Re: [PATCH] generic: add test for fsync after shrinking truncate and rename

[Date Prev] [Date Next] [Thread Prev] [Thread Next] [Date Index] [Thread Index]



On Wed, Mar 06, 2019 at 09:51:23AM +0200, Amir Goldstein wrote:
> On Wed, Mar 6, 2019 at 12:33 AM Dave Chinner <david@xxxxxxxxxxxxx> wrote:
> > > So the reason this is working is because 2nd fsync needs to
> > > persist ctime of B and not because it needs to persist the
> > > truncate.
> >
> > ctime modifications during rename are irrelevent because there's no
> > fsync between the truncate and the rename so the file inode is
> > already dirty due to the truncate. I think you've got the wrong end
> > of the stick here, Amir. :)
> 
> Doh! The discussion is still interesting because people have
> hard time to understand that those hidden details like ctime
> update on rename may have different behavior on different fs
> regardless if they obay ordered metadata or not.
> Btrfs is different in the respect of metadata dependencies from
> xfs/ext4 in many ways as seen in the different rename/link
> crash consistency discussions.

Yes, little things like can result in different behaviour, but what
we are trying to do is get to the point where there is minimal
difference between all crash-recovery-capable linux filesystems.

INFORMATION PROVIDED:
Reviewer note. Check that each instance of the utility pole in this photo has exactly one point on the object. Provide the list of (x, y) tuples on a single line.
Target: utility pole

WRITTEN TASK A: In the mailing-list reply about the fsync test patch, which filesystems is Btrfs said to differ from in its handling of metadata dependencies?
WRITTEN TASK B: Resume the mailing-list reply about the fsync-after-truncate test patch, picking up right after its final sentence.

TASK OUTPUT A: XFS and ext4.

TASK OUTPUT B:
e.g. what we see here is that by always including the inode being
moved in the rename transaction (regardless of how a filesystem
acheives that), we provide consistent, reliable, predictable
behaviour in all cases of "fsync after rename". IOWs, the SOMC model
that _require_metadata_journaling tests are supposed to conform to
is far more strict that POSIX requires and our tests need to reflect
this stricter consistency model.

IOWs, we should be encoding the behaviour we want in these tests
rather than implementing yet another "test POSIX compatible
behaviour" - POSIX is a complete crapshoot when it comes to
persistence requirements. And if a filesystem fails a SOMC-model
test, then the filesystem needs to be fixed, not have the test
"relaxed" to only exercise POSIX-defined behaviour.

Cheers,

Dave.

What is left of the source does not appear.